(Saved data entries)
..............................

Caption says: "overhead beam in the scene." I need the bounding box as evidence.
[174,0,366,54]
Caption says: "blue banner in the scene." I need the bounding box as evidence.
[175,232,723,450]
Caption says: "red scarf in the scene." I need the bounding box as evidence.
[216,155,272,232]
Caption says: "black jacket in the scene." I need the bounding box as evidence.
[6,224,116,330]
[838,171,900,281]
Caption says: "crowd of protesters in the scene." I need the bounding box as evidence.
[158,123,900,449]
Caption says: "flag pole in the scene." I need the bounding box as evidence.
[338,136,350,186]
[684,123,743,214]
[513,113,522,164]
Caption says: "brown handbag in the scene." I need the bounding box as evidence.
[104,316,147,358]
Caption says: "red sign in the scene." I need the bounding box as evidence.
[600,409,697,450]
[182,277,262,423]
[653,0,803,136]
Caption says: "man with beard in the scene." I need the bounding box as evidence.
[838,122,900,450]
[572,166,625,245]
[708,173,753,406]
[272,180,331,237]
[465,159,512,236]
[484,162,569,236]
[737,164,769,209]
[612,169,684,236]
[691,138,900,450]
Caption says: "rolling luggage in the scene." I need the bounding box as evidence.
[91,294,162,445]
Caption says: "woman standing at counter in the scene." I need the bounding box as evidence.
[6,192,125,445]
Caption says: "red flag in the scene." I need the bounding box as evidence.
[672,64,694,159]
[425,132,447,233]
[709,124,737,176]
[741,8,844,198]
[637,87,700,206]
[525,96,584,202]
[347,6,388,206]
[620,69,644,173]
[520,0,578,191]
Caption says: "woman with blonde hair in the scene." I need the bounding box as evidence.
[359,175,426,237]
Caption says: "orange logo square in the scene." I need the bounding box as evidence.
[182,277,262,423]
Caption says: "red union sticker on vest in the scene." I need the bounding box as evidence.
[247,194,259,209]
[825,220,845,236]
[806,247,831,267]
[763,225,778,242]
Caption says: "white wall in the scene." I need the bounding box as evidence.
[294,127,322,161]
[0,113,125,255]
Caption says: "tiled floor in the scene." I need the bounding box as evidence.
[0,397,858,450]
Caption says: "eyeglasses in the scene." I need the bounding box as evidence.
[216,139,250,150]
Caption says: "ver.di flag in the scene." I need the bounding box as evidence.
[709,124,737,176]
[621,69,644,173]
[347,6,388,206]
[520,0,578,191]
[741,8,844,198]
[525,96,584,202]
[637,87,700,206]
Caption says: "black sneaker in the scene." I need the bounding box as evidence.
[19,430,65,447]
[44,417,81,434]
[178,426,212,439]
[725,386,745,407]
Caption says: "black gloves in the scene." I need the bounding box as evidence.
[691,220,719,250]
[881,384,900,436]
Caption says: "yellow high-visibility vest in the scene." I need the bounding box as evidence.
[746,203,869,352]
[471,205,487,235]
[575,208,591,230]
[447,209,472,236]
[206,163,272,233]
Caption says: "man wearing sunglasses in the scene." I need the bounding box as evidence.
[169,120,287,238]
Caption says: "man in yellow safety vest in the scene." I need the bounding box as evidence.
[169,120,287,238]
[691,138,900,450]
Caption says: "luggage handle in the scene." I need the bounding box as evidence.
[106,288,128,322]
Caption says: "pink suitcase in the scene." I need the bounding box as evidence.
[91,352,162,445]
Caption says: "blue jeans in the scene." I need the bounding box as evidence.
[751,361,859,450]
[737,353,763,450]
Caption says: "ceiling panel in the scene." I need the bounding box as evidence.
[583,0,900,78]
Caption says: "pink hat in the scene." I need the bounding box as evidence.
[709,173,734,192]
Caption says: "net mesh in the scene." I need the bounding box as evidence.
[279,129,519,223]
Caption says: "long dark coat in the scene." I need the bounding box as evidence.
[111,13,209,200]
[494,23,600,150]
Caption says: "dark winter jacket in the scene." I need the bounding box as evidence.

..............................

Please reproduce every one of the lines above without any changes.

Caption says: "overhead beam in the scene." I need the bounding box as evidence.
[174,0,366,54]
Caption says: "blue banner in the scene." I need the bounding box as evidence.
[175,232,723,450]
Caption says: "red scarf in the scene." I need the bounding box as evidence.
[216,155,272,232]
Caption says: "black jacket in the scene." I need the bounding box as evidence.
[6,224,116,330]
[838,171,900,281]
Caption says: "crowd of protesters in the scene." I need the bounding box as evidence.
[158,123,900,449]
Caption says: "flag pole in the scene." I need the bounding box as evidence.
[338,136,350,186]
[684,123,743,214]
[513,113,522,164]
Caption says: "brown handbag in the scene." I need the bounding box as evidence.
[104,316,147,358]
Caption says: "red sign in the scene." I need the bounding box as evidence.
[600,409,697,450]
[182,277,262,423]
[653,0,803,136]
Caption says: "man with beard in the scene." I need the bounding box as evidence.
[838,122,900,450]
[572,166,625,245]
[708,173,753,406]
[272,180,331,237]
[465,159,512,236]
[484,162,569,236]
[737,164,769,209]
[612,169,684,236]
[691,138,900,450]
Caption says: "rolling luggage in the scene." I need the bounding box as evidence.
[91,294,162,445]
Caption says: "woman standing at counter in the scene." I need the bounding box as evidence.
[6,192,125,445]
Caption says: "red flag in the scene." I need the bounding box as evidence.
[672,64,694,159]
[425,132,447,233]
[709,124,737,176]
[741,8,844,198]
[637,87,700,206]
[525,96,584,202]
[347,6,388,206]
[620,69,644,173]
[520,0,578,191]
Caption says: "woman with blonde hair in the scene." I need the bounding box as evidence.
[359,175,426,237]
Caption says: "orange logo square in the scene." I need the bounding box as evidence.
[182,277,262,423]
Caption says: "red union sticker on vest in the scene." I need the bounding box as evidence.
[247,194,259,209]
[825,220,845,236]
[806,247,831,267]
[763,225,778,242]
Caption says: "white wall in the scene." I need the bounding box as evidence.
[294,127,322,161]
[0,113,125,255]
Caption says: "tiled floor in the scene." I need the bounding box as evidence.
[0,397,858,450]
Caption says: "eyeglasses in the scene." I need the bounding box as evidence.
[216,139,250,150]
Caption says: "ver.di flag in the scene." I need the bounding box as evidence.
[709,124,737,176]
[621,69,644,173]
[347,6,388,206]
[520,0,578,191]
[741,8,844,198]
[525,96,584,202]
[637,87,700,206]
Caption says: "black sneaker in the scene." I need the bounding box as evidence.
[19,430,65,447]
[44,417,81,434]
[178,426,212,439]
[725,386,745,407]
Caption says: "black gloves in the scene." I need the bounding box as evidence.
[691,220,719,250]
[881,384,900,436]
Caption says: "yellow high-visibility vest in the scene." I need the bounding box as evidence.
[746,203,869,352]
[471,205,487,235]
[575,208,591,230]
[447,209,472,236]
[206,163,272,233]
Caption says: "man wearing sunglasses in the scene." I need the bounding box as evidence.
[169,120,287,238]
Caption says: "man in yellow safety vest in the scene." I need the bounding box as evidence.
[169,120,287,238]
[691,138,900,450]
Caption says: "luggage handle in the scene." I need the bounding box as evidence.
[106,288,128,322]
Caption says: "pink suitcase in the scene." I need the bounding box as evidence.
[91,352,162,445]
Caption says: "blue jeans in the scene." I need the bounding box as evidence.
[751,361,859,450]
[737,353,763,450]
Caption says: "ceiling panel in the scene." I need the bounding box as evidence.
[583,0,900,78]
Caption says: "pink hat in the scene." I need the bounding box as evidence.
[709,173,734,192]
Caption says: "net mesh in the scene." I need the bounding box as evidence.
[279,129,519,223]
Caption says: "long dark coat in the scene." I need the bounding box as evidence.
[111,13,209,200]
[494,23,600,150]
Caption says: "dark winter jacket in the scene." I need the bounding box as evidence.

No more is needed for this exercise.